> [Exercise]: A complete answer lists every line of the entries below where the string "face" appears.

> [Exercise data]:
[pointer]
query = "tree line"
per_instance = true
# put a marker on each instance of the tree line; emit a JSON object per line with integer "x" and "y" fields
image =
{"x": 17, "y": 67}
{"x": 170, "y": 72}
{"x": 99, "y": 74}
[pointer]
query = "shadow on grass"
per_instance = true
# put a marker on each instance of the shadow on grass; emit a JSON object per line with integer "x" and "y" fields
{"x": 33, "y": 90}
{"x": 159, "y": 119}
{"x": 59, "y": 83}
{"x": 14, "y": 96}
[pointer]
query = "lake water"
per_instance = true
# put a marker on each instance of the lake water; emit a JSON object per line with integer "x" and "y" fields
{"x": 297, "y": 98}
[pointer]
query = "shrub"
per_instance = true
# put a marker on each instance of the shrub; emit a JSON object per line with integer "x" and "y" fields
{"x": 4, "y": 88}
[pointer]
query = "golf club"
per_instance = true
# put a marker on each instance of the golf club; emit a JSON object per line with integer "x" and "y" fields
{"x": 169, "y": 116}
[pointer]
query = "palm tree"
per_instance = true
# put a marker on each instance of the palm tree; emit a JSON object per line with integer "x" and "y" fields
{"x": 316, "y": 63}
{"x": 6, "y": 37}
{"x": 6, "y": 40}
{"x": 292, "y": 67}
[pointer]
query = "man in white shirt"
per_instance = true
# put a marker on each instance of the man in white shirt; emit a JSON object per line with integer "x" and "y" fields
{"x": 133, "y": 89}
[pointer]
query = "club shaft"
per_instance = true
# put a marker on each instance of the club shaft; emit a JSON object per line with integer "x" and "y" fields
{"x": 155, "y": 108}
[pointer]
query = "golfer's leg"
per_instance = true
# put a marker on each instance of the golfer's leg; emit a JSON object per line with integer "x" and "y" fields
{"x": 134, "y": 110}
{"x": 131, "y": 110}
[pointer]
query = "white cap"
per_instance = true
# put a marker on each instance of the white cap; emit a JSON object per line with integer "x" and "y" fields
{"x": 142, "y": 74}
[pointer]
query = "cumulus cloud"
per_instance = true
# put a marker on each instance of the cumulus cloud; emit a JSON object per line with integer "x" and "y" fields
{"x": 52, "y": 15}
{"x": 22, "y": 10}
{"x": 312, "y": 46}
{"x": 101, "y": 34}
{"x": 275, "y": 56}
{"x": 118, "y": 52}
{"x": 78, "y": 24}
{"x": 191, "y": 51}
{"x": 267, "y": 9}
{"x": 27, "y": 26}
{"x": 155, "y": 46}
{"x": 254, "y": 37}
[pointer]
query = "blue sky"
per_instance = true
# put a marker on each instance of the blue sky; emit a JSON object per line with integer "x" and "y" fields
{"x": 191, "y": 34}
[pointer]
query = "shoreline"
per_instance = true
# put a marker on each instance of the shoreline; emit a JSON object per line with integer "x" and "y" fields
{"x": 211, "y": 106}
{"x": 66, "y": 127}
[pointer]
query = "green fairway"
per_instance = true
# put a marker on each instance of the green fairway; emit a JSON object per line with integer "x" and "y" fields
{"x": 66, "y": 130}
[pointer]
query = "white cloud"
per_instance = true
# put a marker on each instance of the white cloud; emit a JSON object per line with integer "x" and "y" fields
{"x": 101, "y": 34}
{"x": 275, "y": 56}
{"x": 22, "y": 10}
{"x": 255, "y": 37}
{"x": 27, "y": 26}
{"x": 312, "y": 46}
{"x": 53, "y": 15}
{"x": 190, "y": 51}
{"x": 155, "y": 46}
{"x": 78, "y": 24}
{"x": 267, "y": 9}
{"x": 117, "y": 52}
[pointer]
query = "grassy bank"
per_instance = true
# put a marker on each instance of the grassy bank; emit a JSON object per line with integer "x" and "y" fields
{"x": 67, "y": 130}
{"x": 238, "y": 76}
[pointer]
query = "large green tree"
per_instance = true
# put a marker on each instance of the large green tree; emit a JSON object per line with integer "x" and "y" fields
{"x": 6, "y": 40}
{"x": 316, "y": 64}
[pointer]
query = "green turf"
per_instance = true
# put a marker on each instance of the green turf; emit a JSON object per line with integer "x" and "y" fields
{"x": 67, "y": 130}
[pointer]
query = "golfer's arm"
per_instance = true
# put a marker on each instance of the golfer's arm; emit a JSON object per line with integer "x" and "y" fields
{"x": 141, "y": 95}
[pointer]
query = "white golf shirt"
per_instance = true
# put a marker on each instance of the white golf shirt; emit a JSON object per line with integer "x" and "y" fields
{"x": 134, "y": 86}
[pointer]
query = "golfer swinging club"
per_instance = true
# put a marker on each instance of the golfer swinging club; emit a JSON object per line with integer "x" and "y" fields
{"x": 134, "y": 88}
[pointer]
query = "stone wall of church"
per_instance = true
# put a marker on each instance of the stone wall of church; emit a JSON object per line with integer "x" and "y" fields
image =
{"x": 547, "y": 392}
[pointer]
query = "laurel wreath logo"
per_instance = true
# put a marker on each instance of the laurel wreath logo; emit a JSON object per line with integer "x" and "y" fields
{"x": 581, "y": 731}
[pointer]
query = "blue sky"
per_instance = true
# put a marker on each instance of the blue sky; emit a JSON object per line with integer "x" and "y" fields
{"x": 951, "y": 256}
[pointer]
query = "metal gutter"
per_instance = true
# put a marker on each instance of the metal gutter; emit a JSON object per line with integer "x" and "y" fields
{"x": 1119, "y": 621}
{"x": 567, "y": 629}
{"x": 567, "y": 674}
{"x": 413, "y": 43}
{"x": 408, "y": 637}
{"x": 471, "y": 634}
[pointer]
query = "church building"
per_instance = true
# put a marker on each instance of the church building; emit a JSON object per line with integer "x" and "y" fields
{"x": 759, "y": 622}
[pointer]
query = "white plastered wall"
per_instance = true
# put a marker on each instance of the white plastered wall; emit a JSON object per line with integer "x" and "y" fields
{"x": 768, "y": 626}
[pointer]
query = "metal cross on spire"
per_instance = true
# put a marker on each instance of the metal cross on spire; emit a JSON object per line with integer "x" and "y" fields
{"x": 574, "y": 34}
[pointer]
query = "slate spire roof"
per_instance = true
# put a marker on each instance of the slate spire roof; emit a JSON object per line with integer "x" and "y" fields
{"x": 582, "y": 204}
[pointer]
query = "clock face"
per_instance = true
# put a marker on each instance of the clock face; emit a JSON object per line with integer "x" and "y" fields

> [Result of this exercise]:
query = "clock face"
# put a marker on each instance of the clock face; emit a JSON object per line with integer "x" and "y" fields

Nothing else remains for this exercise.